## INSTRUCTIONS TO FOLLOW
Repeat precisely the span of lines below that opens with the line containing "trace the outline of every instance of the reflection" and closes with the line containing "trace the outline of every instance of the stacked", both included.

Start of DATA

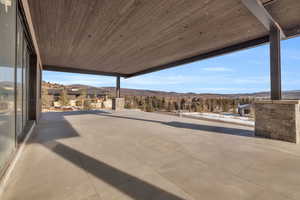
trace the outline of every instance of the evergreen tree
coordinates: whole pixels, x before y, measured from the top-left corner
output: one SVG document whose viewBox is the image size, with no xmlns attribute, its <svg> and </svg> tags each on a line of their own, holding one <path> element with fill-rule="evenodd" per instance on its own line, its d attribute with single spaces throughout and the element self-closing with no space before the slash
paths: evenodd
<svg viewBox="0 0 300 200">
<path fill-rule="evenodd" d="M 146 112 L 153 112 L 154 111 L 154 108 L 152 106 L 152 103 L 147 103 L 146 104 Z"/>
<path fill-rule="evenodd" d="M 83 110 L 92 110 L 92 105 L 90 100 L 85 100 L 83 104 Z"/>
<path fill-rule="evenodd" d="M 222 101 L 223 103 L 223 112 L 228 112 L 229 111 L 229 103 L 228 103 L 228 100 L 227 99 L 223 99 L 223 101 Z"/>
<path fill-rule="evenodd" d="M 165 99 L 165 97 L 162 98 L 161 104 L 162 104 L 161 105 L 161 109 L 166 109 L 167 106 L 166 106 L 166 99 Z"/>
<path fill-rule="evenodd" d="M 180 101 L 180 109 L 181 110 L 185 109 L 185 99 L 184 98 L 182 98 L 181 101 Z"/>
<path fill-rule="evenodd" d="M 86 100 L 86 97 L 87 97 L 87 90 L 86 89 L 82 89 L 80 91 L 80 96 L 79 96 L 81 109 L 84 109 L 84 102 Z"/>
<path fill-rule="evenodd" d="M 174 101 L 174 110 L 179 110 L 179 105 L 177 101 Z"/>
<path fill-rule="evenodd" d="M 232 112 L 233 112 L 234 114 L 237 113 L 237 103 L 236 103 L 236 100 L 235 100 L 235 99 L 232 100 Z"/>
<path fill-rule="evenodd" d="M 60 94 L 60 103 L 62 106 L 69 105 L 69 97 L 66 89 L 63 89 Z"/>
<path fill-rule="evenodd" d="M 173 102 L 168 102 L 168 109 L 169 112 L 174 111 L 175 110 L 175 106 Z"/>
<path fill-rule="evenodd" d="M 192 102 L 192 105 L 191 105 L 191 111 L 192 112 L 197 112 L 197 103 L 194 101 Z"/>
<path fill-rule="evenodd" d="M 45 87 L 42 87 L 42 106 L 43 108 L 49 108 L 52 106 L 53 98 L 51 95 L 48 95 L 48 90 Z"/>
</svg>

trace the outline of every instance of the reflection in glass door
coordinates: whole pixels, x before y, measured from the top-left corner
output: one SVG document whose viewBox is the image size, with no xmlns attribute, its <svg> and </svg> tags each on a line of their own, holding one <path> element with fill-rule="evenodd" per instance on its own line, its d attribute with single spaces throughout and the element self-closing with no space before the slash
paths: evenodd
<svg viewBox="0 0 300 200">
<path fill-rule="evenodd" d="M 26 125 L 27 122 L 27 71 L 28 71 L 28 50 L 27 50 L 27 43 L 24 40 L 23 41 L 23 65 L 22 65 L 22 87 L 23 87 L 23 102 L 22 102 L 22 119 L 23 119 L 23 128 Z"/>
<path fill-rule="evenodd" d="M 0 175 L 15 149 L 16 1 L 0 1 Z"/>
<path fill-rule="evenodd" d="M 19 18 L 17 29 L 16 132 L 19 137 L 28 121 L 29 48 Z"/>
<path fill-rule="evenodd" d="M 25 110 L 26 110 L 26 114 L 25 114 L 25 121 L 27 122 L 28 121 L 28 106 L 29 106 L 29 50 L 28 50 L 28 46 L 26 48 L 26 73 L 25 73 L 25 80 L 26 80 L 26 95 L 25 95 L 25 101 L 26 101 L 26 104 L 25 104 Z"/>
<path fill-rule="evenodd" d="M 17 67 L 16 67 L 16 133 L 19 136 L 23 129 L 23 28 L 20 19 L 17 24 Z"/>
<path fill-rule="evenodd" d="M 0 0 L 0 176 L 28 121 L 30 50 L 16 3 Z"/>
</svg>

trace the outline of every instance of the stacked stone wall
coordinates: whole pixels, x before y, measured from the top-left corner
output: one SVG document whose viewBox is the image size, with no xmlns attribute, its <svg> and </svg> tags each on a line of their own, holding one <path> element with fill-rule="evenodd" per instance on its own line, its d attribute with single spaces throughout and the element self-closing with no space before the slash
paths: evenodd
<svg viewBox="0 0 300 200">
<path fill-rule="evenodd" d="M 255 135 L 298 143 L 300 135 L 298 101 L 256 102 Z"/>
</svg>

End of DATA
Start of DATA

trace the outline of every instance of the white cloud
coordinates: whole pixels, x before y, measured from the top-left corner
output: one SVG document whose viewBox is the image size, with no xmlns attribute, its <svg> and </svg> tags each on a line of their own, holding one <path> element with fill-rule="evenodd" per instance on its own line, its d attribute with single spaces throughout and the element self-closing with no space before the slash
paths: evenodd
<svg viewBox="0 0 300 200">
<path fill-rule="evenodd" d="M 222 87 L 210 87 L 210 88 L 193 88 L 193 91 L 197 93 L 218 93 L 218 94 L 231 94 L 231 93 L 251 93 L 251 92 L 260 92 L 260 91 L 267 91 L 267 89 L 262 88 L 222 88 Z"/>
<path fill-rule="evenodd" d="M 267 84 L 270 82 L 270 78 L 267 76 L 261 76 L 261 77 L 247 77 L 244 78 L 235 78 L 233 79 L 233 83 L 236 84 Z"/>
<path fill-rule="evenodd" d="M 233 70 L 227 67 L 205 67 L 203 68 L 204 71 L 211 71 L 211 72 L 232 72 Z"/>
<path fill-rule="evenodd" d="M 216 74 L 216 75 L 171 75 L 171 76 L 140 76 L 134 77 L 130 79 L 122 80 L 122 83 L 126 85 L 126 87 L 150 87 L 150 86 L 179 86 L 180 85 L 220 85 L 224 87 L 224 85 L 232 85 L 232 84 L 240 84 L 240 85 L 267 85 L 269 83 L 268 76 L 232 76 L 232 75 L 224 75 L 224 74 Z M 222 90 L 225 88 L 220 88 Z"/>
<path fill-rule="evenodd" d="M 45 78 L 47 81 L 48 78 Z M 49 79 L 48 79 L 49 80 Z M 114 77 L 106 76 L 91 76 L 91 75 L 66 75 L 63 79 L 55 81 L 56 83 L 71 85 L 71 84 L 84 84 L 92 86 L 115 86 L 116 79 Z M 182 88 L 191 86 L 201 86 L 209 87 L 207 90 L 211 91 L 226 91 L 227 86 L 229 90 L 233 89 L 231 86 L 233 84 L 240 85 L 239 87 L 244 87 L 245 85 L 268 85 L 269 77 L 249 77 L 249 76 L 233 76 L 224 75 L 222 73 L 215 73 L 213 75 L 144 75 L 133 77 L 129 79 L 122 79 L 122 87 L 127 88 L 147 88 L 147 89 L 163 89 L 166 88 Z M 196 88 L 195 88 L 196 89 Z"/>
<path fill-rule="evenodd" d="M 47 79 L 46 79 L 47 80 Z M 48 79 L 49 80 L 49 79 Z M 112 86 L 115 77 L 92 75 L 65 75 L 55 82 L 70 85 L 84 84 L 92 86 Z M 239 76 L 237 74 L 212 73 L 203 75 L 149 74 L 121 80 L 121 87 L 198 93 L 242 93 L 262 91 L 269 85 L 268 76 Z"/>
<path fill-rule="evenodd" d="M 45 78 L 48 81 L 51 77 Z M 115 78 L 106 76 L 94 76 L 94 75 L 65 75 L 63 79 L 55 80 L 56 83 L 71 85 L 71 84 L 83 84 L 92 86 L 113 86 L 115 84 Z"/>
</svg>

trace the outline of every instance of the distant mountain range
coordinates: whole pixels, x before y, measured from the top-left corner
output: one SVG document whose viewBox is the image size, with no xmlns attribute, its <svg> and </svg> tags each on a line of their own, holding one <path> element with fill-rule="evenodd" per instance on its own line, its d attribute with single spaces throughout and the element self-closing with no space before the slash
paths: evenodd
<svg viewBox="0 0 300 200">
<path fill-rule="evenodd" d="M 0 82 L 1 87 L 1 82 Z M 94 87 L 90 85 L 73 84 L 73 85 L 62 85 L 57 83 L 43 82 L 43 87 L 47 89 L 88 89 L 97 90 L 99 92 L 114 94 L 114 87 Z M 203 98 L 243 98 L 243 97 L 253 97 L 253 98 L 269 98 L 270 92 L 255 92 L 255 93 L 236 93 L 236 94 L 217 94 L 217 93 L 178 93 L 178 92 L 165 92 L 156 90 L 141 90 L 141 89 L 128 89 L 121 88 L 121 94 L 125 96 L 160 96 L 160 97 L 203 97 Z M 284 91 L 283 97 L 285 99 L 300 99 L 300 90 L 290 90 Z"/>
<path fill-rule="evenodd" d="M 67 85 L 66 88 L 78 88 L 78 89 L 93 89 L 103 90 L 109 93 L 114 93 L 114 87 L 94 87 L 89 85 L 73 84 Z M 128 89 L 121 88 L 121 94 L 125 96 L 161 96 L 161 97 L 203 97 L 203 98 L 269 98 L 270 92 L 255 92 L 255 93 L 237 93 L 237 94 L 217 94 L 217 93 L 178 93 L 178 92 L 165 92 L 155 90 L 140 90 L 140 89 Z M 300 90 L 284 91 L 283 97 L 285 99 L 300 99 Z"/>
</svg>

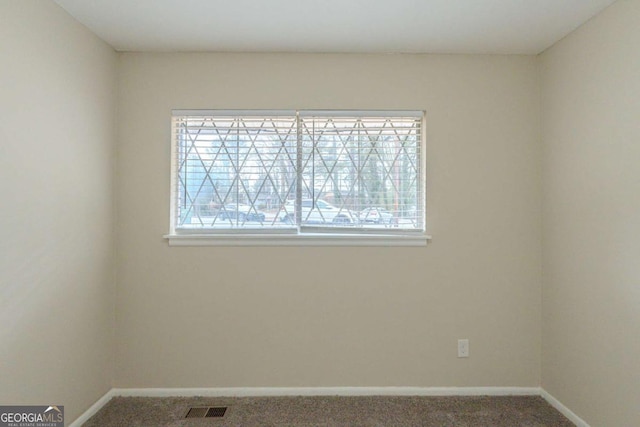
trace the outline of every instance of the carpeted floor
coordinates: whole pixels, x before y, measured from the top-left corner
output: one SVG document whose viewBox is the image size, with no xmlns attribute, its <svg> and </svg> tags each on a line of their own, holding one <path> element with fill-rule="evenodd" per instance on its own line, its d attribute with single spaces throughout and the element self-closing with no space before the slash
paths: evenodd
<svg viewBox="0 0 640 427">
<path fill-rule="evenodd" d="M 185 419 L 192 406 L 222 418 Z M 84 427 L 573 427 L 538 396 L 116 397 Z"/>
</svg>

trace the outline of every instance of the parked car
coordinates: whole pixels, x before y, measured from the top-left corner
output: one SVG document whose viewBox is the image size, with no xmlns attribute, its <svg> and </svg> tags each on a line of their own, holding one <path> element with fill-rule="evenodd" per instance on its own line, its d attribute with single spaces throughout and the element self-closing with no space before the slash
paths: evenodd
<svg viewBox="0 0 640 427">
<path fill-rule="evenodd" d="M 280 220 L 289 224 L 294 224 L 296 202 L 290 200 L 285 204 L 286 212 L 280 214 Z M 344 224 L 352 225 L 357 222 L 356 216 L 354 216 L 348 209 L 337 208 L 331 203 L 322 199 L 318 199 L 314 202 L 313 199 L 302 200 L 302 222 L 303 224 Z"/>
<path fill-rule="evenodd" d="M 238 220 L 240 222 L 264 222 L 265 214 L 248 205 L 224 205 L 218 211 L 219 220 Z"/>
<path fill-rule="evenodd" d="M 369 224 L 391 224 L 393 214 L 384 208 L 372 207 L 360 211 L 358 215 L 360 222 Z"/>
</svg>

End of DATA
Start of DATA

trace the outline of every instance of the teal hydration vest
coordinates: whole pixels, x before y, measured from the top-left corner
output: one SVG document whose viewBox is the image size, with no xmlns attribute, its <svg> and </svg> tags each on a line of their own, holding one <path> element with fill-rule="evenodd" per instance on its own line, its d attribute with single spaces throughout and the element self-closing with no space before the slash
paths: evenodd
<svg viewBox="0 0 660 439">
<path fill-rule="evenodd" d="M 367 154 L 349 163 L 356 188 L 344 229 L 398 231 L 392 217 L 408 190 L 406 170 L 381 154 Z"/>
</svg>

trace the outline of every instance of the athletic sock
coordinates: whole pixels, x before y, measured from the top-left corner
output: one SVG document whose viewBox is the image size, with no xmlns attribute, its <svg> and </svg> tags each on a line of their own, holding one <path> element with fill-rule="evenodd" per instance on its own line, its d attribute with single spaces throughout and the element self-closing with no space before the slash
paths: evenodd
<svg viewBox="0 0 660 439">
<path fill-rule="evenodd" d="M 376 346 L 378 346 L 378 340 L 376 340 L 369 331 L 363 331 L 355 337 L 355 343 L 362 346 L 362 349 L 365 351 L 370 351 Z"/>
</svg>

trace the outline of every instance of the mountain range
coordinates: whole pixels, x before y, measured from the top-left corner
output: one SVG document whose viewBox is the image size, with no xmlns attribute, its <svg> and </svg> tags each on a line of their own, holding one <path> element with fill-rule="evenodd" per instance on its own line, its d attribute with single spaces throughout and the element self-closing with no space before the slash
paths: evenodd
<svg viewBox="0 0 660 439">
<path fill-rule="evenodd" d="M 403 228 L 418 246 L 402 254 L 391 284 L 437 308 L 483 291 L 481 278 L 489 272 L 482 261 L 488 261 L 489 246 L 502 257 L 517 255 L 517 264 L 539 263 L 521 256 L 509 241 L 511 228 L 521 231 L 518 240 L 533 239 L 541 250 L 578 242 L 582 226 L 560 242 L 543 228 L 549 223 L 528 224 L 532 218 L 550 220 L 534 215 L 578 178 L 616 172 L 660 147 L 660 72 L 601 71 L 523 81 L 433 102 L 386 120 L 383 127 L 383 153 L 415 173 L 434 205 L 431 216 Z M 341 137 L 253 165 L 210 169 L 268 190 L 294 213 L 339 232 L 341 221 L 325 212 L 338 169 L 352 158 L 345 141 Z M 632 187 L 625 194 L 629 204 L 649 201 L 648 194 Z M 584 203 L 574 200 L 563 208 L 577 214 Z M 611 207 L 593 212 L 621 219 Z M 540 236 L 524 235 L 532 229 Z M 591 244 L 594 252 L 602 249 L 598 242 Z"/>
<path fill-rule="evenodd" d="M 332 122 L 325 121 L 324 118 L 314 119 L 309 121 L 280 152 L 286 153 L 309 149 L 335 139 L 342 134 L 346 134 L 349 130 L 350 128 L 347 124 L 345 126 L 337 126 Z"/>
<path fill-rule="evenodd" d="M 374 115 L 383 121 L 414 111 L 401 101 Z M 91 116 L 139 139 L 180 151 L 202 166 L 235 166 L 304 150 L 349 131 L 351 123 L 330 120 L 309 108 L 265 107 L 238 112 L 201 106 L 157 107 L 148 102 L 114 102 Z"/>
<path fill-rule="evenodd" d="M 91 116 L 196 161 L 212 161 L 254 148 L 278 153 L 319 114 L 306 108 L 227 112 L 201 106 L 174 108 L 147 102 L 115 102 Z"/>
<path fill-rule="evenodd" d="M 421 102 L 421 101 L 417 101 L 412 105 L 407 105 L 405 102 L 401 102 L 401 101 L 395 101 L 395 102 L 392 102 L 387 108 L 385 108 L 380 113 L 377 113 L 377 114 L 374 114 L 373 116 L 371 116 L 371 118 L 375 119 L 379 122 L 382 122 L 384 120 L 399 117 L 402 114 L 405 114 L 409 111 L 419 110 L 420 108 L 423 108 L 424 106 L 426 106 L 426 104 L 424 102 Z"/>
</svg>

End of DATA

## YOUR RESPONSE
trace the outline of every instance of the reflection in glass door
coordinates: whole pixels, x before y, measured from the top-left corner
output: one SVG document whose viewBox is the image size, with no xmlns attribute, its <svg> and </svg> tags each on a line of their own, holding one <path> element with fill-rule="evenodd" per instance on its own line, its d attribute with single spaces throughout and the element self-closing with no space before the slash
paths: evenodd
<svg viewBox="0 0 300 200">
<path fill-rule="evenodd" d="M 26 125 L 27 122 L 27 71 L 28 71 L 28 50 L 27 50 L 27 43 L 24 40 L 23 41 L 23 65 L 22 65 L 22 87 L 23 87 L 23 102 L 22 102 L 22 119 L 23 119 L 23 128 Z"/>
<path fill-rule="evenodd" d="M 0 175 L 15 149 L 16 1 L 0 1 Z"/>
<path fill-rule="evenodd" d="M 19 18 L 17 29 L 16 132 L 19 137 L 28 121 L 29 48 Z"/>
<path fill-rule="evenodd" d="M 25 110 L 26 110 L 26 114 L 25 114 L 25 121 L 27 122 L 28 121 L 28 106 L 29 106 L 29 50 L 28 50 L 28 46 L 26 48 L 26 73 L 25 73 L 25 80 L 26 80 L 26 95 L 25 95 L 25 101 L 26 101 L 26 104 L 25 104 Z"/>
<path fill-rule="evenodd" d="M 17 67 L 16 67 L 16 133 L 19 136 L 23 129 L 23 28 L 20 19 L 17 24 Z"/>
<path fill-rule="evenodd" d="M 0 0 L 0 176 L 28 121 L 30 50 L 16 3 Z"/>
</svg>

trace the outline of every instance of the stacked stone wall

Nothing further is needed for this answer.